BEGIN READING TEXT

Findings: September-October 2019
Second round of research DAO Landscape
Generally, in this second round, it was harder to find groups to interview. Several DAOs failed (PragueDAO, Reward DAO, Unicorn DAO) but these projects continued under different models. RetailDAO also has seen many of the things they try have failed, and is continuing to innovate. Both PragueDAO and RetailDAO are physical DAOs, so anyone looking at creating a DAO in physical space would be well advise to look at the issues they faced. RewardDAO resulted in useful findings about funding, and Unicorn about reputation.
As in the previous round, we had several major successes (Ethfinex, Diversefi and dOrg) and several which are just too early to tell. Onboarding continues to be a major issue. Below is the feedback, both positive and negative, for developers of DAO technology.
- Kleros was excellent, functioned as expected.
- Process was perceived as fair.
- High level of trust: There is no one person who holds the money. Trusting the majority is much better than trusting a few people who sign checks.
- Unhackable multisig wallet functionality works well.
- With the Vermont incorporation, ease of adding new members.
- Ability to go into overdraft: Money can be tagged for distribution even if it’s not yet in the DAO. This allows a FIFO queue even when there is a delay in inflow of funds. Allows continuous operations.

END READING TEXT
BEGIN RECORD EXTRACTS

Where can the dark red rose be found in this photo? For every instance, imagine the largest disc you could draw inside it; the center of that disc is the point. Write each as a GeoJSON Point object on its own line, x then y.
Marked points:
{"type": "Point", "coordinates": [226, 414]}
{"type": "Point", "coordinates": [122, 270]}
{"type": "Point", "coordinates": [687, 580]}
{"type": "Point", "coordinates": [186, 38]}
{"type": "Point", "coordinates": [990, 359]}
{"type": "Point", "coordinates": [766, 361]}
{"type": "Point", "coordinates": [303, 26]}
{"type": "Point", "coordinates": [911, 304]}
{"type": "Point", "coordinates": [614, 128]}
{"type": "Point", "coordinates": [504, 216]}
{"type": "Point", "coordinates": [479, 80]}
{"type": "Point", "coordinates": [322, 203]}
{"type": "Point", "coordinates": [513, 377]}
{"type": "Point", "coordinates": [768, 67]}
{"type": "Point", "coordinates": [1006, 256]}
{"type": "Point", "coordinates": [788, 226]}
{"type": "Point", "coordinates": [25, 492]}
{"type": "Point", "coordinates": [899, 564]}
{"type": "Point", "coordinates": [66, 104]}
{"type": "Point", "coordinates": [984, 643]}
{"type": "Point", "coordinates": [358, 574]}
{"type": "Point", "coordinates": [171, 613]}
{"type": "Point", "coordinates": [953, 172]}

END RECORD EXTRACTS

» THE TASK
Please continue the DAO research findings, picking up after their last line.

» RESULT FOR THIS EXERCISE
- Onboarding continues to be a common issue with the DAO technology, across the board. Everyone noted it was extremely difficult to onboard people and there were lots of complaints. One organization appointed a paid employee to help people with this.
- Easier ways for people to launch their own DAO (dOrg is addressing this with DAO-Creator).
- Integration of communication about proposals with the proposals. Discussions of proposals might take place on Telegram or Discord, but the proposal was on Google Docs or Git, and there was no connectivity of the documentation.
- Threaded discussions.
- Ability to connect identities of discussion personas to the proposal personas is missing.
- Politics and campaigning are increasingly becoming an issue within the DAOs. Although people recognize this issue, there is no cohesive addressing of the problem of politicking and the increasing competitive nature of some of the conversations in the DAO. Genesis and Retail DAOs have people who are designated to create community, but there are no scalable solutions to date. Retail DAO's https://www.collaboration.ai/ is the only current known attempt to address this in an automated fashion. (Similar to some of the work done by Satalia, which has been partially effective in reducing politics.)
- Staking tokens in Kleros was not as simple as it could have been.
- Integrated proposal documentation, such that once a proposal is passed, it is stored persistently and can’t be changed after approval.
- Proposal lifecycle: <Staging → Voting → Production → Milestone-based grants> The complaint here was that the proposal lifecycle today is more like: throw something up, get feedback, and then try again, which seems sub-optimal.
- Proposal searching, categorization, and filtering.
- Ability to change the amount proposed without re-submitting the proposals. Often people agreed to a proposal but did not agree to the amount requested.
- Ability to edit proposals within the platforms. In some cases, people had to re-start proposal process because of a spelling error or disagreement on a small part of the proposal.
- Multiple-choice votes (design contests, for example).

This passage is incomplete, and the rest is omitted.